→ **Estratto**
++++++

[In occasione del trentennale della scomparsa di Pier Vittorio Tondelli, si terranno a Reggio Emilia e a Correggio due giornate per ricordarne la figura. Pubblichiamo qui l’annuncio del programma complessivo della manifestazione “Pier Vittorio Tondelli non era invidioso” (11 e 12 Dicembre), seguito da un estratto dall’intervento che sarà tenuto il 10 dicembre da Jessy Simonini in occasione del XXI seminario Tondelli]

 

A trent’anni dalla scomparsa dello scrittore correggese Pier Vittorio Tondelli, Reggio Emilia e Correggio lo ricordano, l’11 e il 12 dicembre, in “Pier Vittorio Tondelli non era invidioso”, due giornate di dialogo e confronto dedicate allo scrittore, scomparso il 16 dicembre 1991, a soli 36 anni. L’evento vuole condurre alla scoperta di un lato poco esplorato dello scrittore: quello di scopritore di talenti, di autore aperto e curioso verso gli altri scrittori e i loro mondi narrativi.

Si inizia sabato 11 dicembre al Palazzo dei Principi di Correggio (Sala conferenze “A. Recordati”) dove dalle 9.00 si terrà il XXI SEMINARIO TONDELLI con la presentazione di tesi e studi inediti, coordinata da Gino Ruozzi. Alle 15.30 si prosegue con interventi dei giornalisti e critici Gabriele Romagnoli (Pier nel mondo. Tondelli giornalista culturale), Marco Belpoliti (Pier in Emilia. Tondelli e le radici), Roberto Carnero e Gino Ruozzi che presenteranno “VIAGGIATORE SOLITARIO – Interviste e conversazioni 1980-1991”, il volume appena uscito per Bompiani, a cura di Fulvio Panzeri. Verranno poi presentati brevi estratti di “CIAO LIBERTINI! Gli anni Ottanta secondo Pier Vittorio Tondelli”, un film prodotto da Sky Arte e diretto da Stefano Pistolini.

++++++

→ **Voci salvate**
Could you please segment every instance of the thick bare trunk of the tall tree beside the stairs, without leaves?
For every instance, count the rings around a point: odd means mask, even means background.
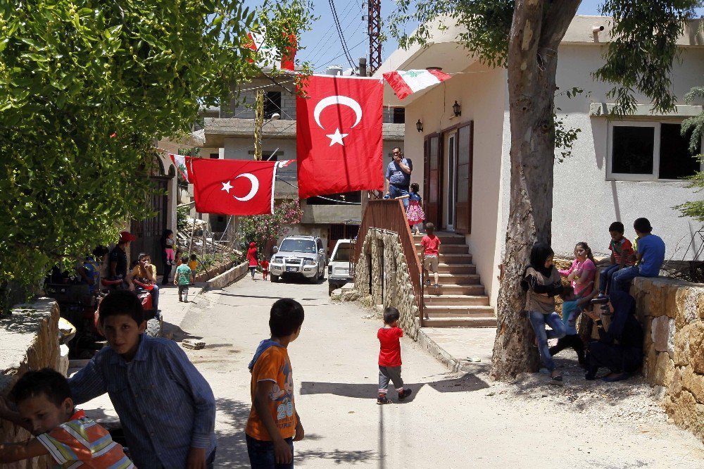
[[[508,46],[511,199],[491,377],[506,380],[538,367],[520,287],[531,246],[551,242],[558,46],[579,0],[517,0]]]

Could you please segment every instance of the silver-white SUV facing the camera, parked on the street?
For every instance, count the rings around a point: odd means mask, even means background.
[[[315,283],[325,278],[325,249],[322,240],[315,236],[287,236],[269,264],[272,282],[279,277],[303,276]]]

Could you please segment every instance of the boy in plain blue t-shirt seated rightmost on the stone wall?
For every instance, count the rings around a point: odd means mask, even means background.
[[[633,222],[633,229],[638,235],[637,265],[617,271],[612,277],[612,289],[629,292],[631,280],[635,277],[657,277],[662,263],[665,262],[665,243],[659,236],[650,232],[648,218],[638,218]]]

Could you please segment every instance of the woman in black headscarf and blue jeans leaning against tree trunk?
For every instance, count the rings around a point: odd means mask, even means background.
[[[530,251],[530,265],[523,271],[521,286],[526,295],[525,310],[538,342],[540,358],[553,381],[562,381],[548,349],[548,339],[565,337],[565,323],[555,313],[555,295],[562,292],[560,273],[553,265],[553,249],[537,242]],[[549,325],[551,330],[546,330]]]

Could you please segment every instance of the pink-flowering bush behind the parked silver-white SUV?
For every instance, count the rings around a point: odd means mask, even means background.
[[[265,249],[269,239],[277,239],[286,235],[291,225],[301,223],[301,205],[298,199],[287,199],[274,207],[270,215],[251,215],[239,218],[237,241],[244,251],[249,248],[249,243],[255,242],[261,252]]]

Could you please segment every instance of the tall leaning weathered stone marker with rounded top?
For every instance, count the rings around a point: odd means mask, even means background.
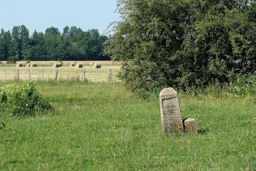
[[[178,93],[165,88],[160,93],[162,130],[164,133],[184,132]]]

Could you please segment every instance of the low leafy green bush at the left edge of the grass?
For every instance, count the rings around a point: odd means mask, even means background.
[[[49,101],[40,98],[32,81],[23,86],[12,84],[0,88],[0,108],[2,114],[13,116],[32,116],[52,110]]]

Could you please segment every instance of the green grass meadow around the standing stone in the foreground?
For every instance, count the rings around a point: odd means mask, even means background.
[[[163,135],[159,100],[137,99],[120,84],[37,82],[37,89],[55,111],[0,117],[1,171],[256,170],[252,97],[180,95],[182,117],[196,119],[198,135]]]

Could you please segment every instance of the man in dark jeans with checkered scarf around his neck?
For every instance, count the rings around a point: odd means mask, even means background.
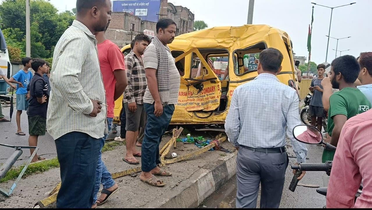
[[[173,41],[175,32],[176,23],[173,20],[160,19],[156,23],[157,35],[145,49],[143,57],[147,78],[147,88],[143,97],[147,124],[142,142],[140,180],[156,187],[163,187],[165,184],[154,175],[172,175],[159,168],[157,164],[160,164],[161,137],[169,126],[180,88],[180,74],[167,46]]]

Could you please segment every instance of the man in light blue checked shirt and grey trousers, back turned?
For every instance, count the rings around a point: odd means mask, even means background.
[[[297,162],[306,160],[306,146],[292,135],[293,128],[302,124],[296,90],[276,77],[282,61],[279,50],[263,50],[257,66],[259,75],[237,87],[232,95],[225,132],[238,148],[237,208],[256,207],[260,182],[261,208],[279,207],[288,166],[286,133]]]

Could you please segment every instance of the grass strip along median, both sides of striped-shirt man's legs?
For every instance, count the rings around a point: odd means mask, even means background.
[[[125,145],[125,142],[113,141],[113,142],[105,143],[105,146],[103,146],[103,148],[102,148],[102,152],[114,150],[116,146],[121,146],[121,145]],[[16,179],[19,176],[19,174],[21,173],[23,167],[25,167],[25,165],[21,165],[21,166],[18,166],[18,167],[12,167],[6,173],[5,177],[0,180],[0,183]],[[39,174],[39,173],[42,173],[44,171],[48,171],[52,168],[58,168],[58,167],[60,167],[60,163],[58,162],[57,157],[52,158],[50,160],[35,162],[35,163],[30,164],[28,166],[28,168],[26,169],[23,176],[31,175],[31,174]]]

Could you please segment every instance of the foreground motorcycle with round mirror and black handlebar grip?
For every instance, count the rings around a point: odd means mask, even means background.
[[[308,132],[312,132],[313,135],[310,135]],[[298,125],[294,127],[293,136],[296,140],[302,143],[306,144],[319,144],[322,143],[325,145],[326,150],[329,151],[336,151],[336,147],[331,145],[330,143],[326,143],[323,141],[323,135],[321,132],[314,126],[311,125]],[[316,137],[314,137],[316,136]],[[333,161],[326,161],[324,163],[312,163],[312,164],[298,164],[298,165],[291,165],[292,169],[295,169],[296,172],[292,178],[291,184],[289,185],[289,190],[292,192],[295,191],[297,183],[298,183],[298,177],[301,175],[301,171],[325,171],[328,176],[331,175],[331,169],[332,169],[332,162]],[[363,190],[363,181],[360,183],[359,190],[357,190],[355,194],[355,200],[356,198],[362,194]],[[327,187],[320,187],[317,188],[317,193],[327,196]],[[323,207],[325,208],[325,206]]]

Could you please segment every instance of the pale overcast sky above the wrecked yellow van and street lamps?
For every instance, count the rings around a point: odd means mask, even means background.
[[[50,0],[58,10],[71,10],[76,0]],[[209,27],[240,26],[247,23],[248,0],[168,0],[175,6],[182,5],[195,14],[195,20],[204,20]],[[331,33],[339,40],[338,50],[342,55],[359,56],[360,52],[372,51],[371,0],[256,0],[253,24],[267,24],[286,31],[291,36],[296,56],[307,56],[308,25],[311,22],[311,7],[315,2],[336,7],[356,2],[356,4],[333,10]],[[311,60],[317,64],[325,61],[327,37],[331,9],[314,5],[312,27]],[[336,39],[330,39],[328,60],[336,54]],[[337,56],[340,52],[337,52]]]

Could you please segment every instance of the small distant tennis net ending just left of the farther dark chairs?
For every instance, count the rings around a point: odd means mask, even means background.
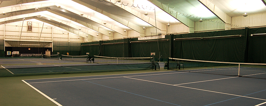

++++++

→ **Compito 1**
Riscrivi il passo del testo su Tondelli che si apre con le parole contenenti "Si inizia sabato" e si chiude con "da Stefano Pistolini.", mettendo "Sala convegni" al posto di "Sala conferenze".
→ **Compito 2**
Per favore, scrivi il seguito del testo su Tondelli partendo dopo l'ultima frase riportata.

→ **Risposta 1**
Si inizia sabato 11 dicembre al Palazzo dei Principi di Correggio (Sala convegni “A. Recordati”) dove dalle 9.00 si terrà il XXI SEMINARIO TONDELLI con la presentazione di tesi e studi inediti, coordinata da Gino Ruozzi. Alle 15.30 si prosegue con interventi dei giornalisti e critici Gabriele Romagnoli (Pier nel mondo. Tondelli giornalista culturale), Marco Belpoliti (Pier in Emilia. Tondelli e le radici), Roberto Carnero e Gino Ruozzi che presenteranno “VIAGGIATORE SOLITARIO – Interviste e conversazioni 1980-1991”, il volume appena uscito per Bompiani, a cura di Fulvio Panzeri. Verranno poi presentati brevi estratti di “CIAO LIBERTINI! Gli anni Ottanta secondo Pier Vittorio Tondelli”, un film prodotto da Sky Arte e diretto da Stefano Pistolini.

→ **Risposta 2**
Alle 21.00 appuntamento al Teatro Ariosto di Reggio Emilia con un dialogo tra Gabriele Romagnoli, editorialista di la Repubblica/Robinson e autore scoperto da Tondelli, Antonio Spadaro, direttore di Civiltà Cattolica e Luciano Ligabue, che in un’intervista su Robinson proprio a Piergiorgio Paterlini, ha testimoniato, ad esempio, come il messaggio, meglio l’incoraggiamento che veniva da Tondelli “era che tutti abbiamo una realtà da raccontare. E che non c’è affatto bisogno di essere nati in una metropoli. Quello che è importante è lo sguardo con cui tu restituisci a tua volta quella realtà”.

Si conclude domenica 12 dicembre alle 11.00 al Ridotto del Teatro Municipale Valli, all’interno del ciclo autunnale di Finalmente Domenica, con “I “suoi” scrittori e i vizi della società letteraria”: un confronto tra alcuni autori scoperti da Tondelli come Romolo Bugaro, Giuseppe Culicchia, Guido Conti e gli scrittori che ne hanno amato il percorso letterario come lo scrittore e critico Paolo Di Paolo e la giornalista Simonetta Sciandivasci.

Eventi e iniziative di “Pier Vittorio Tondelli non era invidioso” sono promossi da Comune di Reggio Emilia, Comune di Coreggio, Biblioteca Panizzi, Centro Documentazione Pier Vittorio Tondelli, Fondazione I Teatri Reggio Emilia.

Ingresso gratuito su prenotazione. Per accedere agli eventi è necessario presentare Green pass e documento di identità in corso di validità.

 

 

Tondelli/ Fassbinder. Alcune (modeste) proposte di lettura

 

di Jessy Simonini

 

Ho faticato a scrivere questo intervento, perché per molto tempo mi è sembrato che Tondelli e Fassbinder non avessero proprio nulla in comune e fossero tuttavia molto simili, irreparabilmente vicini, quasi fratelli. E per molto tempo non sono riuscito a sciogliere né a spiegare questo conflitto apparente fra due autori che ho attraversato in così tanti modi e in così tante occasioni.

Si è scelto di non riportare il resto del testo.